> [PROVIDED PASSAGE]
'''

Accredited by the Engineering Accreditation Commission(s) of ABET, https://www.abet.org, under the General Criteria and the Bioengineering and Biomedical and Similarly Named Engineering Programs Program Criteria.

Associate Professor Merna, Program Director

Bioengineering is designed to bridge the gap between biological and engineering sciences through the application of engineering principles, methods, and techniques to analyze bioprocesses and to develop relevant medical and biosystems technologies.  An understanding of fundamental physiological processes using engineering methodology requires a broad background in basic engineering, sciences, and mathematics. 

The following Bioengineering program concentrations are available:

• Biomechanics
• Bioelectricity
• Premedicine 

The course requirements for the premedicine option, which is intended for bioengineering students interested in pursuing health professions, are listed separately. 

Program Educational Objectives

Graduates of the Bachelor of Science in Bioengineering (BSBE) program will accomplish the following objectives:

1. Practice as a biomedical engineer, bioengineer, engineer, scientist, medical doctor, professional in their chosen field, or pursue an advanced degree. They apply their critical problem solving and system-level thinking in engineering, mathematics, and biology to solve challenging problems.
2. Develop and engage intellectually throughout their careers from the scientific, technical foundations, and networking opportunities we have provided for them.
3. Exhibit professionalism, provide societal service, and make ethical and responsible decisions for the benefit of all.

'''

> [DATA]

'''

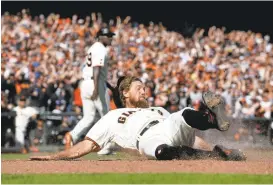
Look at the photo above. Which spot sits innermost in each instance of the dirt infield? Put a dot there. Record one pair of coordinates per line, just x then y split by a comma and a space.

'''

> [EXERCISE TASKS]
• a. Please answer these questions about the bioengineering program description, one line each:
(i) Who is the program director?
(ii) Which students is the premedicine option intended for?
(iii) What degree do graduates of the program earn?
• b. Shorten the paragraph beginning "Bioengineering is designed to bridge the gap" from the bioengineering program description, keeping its main facts.
• c. Resume the bioengineering program description after its final program objective.

> [ANSWERS BY TASK]
• a.
(i) Associate Professor Merna
(ii) Bioengineering students interested in pursuing health professions
(iii) The Bachelor of Science in Bioengineering (BSBE)

• b. Bioengineering links the biological and engineering sciences. It applies engineering principles, methods, and techniques to analyze bioprocesses and to develop medical and biosystems technologies. Understanding basic physiological processes this way requires a broad background in engineering, sciences, and mathematics.

• c.
Student Outcomes

Bioengineering graduates will exhibit a range of knowledge, abilities, and behaviors prepared to enter and become successful members of the engineering community.  These include:

1. an ability to identify, formulate, and solve complex engineering problems by applying principles of engineering, science, and mathematics 
2. an ability to apply engineering design to produce solutions that meet specified needs with consideration of public health, safety, and welfare, as well as global, cultural, social, environmental, and economic factors 
3. an ability to communicate effectively with a range of audiences
4. an ability to recognize ethical and professional responsibilities in engineering situations and make informed judgments, which must consider the impact of engineering solutions in global, economic, environmental, and societal contexts 
5. an ability to function effectively on a team whose members together provide leadership, create a collaborative and inclusive environment, establish goals, plan tasks, and meet objectives 
6. an ability to develop and conduct appropriate experimentation, analyze and interpret data, and use engineering judgment to draw conclusions 
7. an ability to acquire and apply new knowledge as needed, using appropriate learning strategies.